begin SUPPLIED DATA

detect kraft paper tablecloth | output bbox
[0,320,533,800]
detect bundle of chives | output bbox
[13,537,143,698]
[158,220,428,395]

end SUPPLIED DATA

SHORT TASK>
Can you output all of this material as a two-column CSV with the columns "request" and "answer", one row per request, putting each value in a single quoted field and replacing line breaks with spaces?

THE ANSWER>
request,answer
"detect kraft paper tablecloth | output bbox","[0,320,533,800]"
"detect bundle of chives | output bbox","[13,537,143,698] [158,220,428,395]"